* **Extrait**
┌──
Sans doute aussi pour cette raison que notre Crocus ressemble étrangement à cette autre fleur, cette fois de l'autre bout de l'année, la Colchique, d'un mauve violet peu franc, maladif, annonciatrice de frimas et de prés détrempés, empoisonneuse s'il en est et dernier rappel combien désolé d'une saison qui fut assez belle. Il est alors probable que ce Crocus soit, par une espèce de rétroaction et par un de ces mimétismes qu'on trouve plus souvent entre le monde végétal et animal, le rappel anticipé d'une mélancolie à venir, comme si l'espérance de jours meilleurs était toujours entachée par la considération d'une fin prévisible ; comme si un appel à quelque bonheur était toujours un rappel de notre désolation.
Telle est la déroutante apparition de cette coque violette, tirant parfois sur le mauve, ou blanc-crème, qu'on croirait artificielle, – en voit-on de ces bibelots de porcelaine sur des meubles usés par le temps – s'ouvrant au point du jour, puis se refermant sur ses stigmates jaune-orange dont la variété d'automne – et l'on sent bien, sur ce point, combien est grande la tentation de la confondre avec la dangereuse Colchique –, produit le safran pour nos plats colorés et odorants.
Tout semble inversé car, avant l'éclosion définitive des mille fleurs du printemps, nous sommes encore incertains du sens de cette floraison et pourrions, à bon droit, confondre temps et époques.
└──
Quelques enregistrements:
┌──
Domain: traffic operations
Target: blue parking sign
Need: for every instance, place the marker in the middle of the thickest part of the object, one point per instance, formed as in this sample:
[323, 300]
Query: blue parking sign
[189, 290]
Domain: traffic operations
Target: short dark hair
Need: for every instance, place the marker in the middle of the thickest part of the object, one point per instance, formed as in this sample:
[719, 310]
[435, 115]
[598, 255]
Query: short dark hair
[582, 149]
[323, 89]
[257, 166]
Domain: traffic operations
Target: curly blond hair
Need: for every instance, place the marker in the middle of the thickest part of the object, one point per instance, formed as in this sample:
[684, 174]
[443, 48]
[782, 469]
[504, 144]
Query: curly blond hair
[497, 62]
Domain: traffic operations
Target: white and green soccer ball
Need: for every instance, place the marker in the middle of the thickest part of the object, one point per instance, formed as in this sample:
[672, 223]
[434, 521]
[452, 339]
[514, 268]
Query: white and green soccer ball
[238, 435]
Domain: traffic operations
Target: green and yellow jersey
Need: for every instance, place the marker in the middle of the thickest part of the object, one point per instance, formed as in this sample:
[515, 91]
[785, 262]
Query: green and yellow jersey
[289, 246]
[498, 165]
└──
* **Travail demandé**
1. Dites si chacune des affirmations suivantes s'accorde avec le texte sur le crocus, en répondant par oui ou non et en citant les mots du texte qui tranchent.
(a) La Colchique fleurit à l'autre bout de l'année par rapport au crocus.
(b) La Colchique est d'un mauve franc et éclatant.
(c) C'est la variété de printemps du crocus qui produit le safran.
2. Poursuivez le texte sur le crocus à partir de l'endroit où il s'arrête.

* **Réponses**
1.
(a) Oui : « cette fois de l'autre bout de l'année, la Colchique ».
(b) Non : « d'un mauve violet peu franc, maladif ».
(c) Non : « dont la variété d'automne » et « produit le safran pour nos plats colorés et odorants ».

2.
Fleur du doute, le Crocus nous fait atteindre à une sorte de malaise, d'inespérance et d'amertume. L'hiver a laissé ses marques et nous éprouvons une répulsion devant cette forme d'œuf et cette texture glacée. Comme, à certaines périodes de l'année, lorsque le prêtre portait la chasuble violette d'un saint martyr ou qu'à l'occasion de la Semaine Sainte les statues étaient recouvertes d'un voile de cette même couleur – qu'on enlèverait le jour de Pâques –, signe de la douleur absolue et de la sourde angoisse que chaque fin d'hiver ranime avec l'annonce anticipée de la fleur mortelle.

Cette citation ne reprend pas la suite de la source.